PROVIDED PASSAGE.
Toxicity and Carcinogenicity Studies of Ginkgo biloba Extract in Rat and Mouse: Liver, Thyroid, and
National Institute of Environmental Health Sciences, Research Triangle Park, Durham, North Carolina, USA firstname.lastname@example.org.
Integrated Laboratory Systems Incorporated, Research Triangle Park, Durham, North Carolina, USA.
National Institute of Environmental Health Sciences, Research Triangle Park, Durham, North Carolina, USA.
Battelle, Columbus, Ohio, USA.
Charles River Laboratories, Pathology Associates, Durham, North Carolina, USA.

WORK TASK A. According to the header of the Ginkgo biloba toxicity study, in which city and state is Battelle located?
WORK TASK B. Continue the Ginkgo biloba toxicity study header, starting after its final affiliation line.

DATA EXTRACT.

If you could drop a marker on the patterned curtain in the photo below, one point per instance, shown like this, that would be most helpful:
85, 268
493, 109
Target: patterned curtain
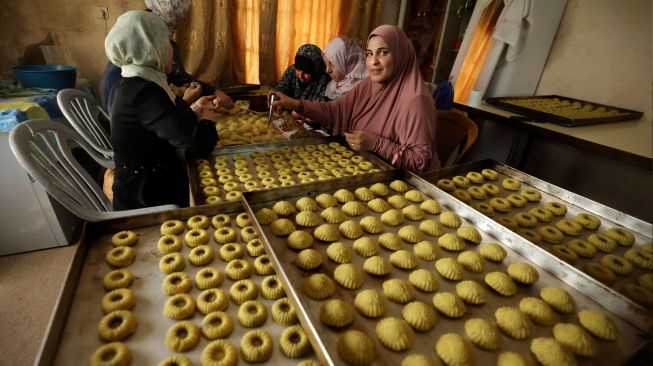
254, 41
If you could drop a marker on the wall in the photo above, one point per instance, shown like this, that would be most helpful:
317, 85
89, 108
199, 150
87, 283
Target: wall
602, 53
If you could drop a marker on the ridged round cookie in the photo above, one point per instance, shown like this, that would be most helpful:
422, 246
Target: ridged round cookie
501, 283
449, 304
483, 334
471, 292
371, 303
513, 322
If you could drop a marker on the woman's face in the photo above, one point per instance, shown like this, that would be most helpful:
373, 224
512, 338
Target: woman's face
331, 70
378, 60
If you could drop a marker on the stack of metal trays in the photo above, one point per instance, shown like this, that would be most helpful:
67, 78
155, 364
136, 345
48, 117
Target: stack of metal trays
552, 273
574, 268
258, 166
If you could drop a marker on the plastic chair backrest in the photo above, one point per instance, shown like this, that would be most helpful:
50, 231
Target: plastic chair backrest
455, 135
83, 113
43, 148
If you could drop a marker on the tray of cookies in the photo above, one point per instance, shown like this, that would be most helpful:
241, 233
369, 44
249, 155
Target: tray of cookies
229, 171
188, 286
598, 241
386, 269
564, 111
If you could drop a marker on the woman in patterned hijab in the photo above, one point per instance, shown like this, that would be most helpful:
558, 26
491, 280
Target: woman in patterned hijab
306, 78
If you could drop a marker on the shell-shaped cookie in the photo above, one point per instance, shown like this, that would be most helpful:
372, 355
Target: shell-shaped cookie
513, 322
501, 283
471, 261
423, 280
449, 304
449, 268
471, 292
483, 334
419, 315
398, 290
538, 311
371, 303
349, 276
559, 299
523, 273
411, 234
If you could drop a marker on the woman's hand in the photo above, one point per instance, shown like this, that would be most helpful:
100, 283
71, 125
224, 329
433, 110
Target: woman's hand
360, 140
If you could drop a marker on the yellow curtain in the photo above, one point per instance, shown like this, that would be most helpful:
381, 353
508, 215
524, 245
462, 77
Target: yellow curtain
254, 41
477, 51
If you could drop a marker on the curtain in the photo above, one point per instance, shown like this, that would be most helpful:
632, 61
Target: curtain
254, 41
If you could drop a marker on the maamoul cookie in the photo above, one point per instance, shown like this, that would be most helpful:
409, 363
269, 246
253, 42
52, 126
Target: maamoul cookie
399, 291
551, 353
471, 261
449, 268
371, 303
339, 252
501, 283
523, 273
454, 350
513, 322
598, 323
252, 314
538, 311
449, 304
120, 256
242, 291
493, 252
117, 325
471, 292
219, 353
336, 313
172, 227
349, 276
114, 354
575, 338
124, 238
483, 334
318, 286
395, 334
559, 299
217, 325
355, 348
119, 278
419, 315
423, 280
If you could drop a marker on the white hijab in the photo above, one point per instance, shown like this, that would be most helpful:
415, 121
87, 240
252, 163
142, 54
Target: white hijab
138, 44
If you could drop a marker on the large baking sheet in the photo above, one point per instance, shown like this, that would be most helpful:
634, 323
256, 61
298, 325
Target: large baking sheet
72, 335
196, 189
576, 204
629, 341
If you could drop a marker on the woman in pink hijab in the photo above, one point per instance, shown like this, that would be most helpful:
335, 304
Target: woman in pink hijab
345, 64
390, 112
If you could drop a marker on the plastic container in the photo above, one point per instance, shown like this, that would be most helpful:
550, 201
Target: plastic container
46, 76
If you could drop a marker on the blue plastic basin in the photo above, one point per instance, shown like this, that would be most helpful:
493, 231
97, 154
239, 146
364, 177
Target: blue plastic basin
46, 76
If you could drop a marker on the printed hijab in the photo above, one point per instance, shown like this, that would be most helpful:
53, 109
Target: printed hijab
170, 11
349, 60
138, 44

EXPECTED ANSWER A. Columbus, Ohio

EXPECTED ANSWER B.
Ginkgo biloba extract (GBE) is a popular herbal supplement that is used to improve circulation and brain function. In spite of widespread human exposure to relatively high doses over potentially long periods of time, there is a paucity of data from animal studies regarding the toxicity and carcinogenicity associated with GBE. In order to fill this knowledge gap, 3-month and 2-year toxicity and carcinogenicity studies with GBE administered by oral gavage to B6C3F1/N mice and F344/N rats were performed as part of the National Toxicology Program's Dietary Supplements and Herbal Medicines Initiative. The targets of GBE treatment were the liver, thyroid, and nose. These targets were consistent across exposure period, sex, and species, albeit with varying degrees of effect observed among studies. Key findings included a notably high incidence of hepatoblastomas in male and female mice and evidence of carcinogenic potential in the thyroid gland of both mice and rats. Various nonneoplastic lesions were observed beyond control levels in the liver, thyroid gland, and nose of rats and mice administered GBE. Although these results cannot be directly extrapolated to humans, the findings fill an important data gap in assessing risk associated with GBE use.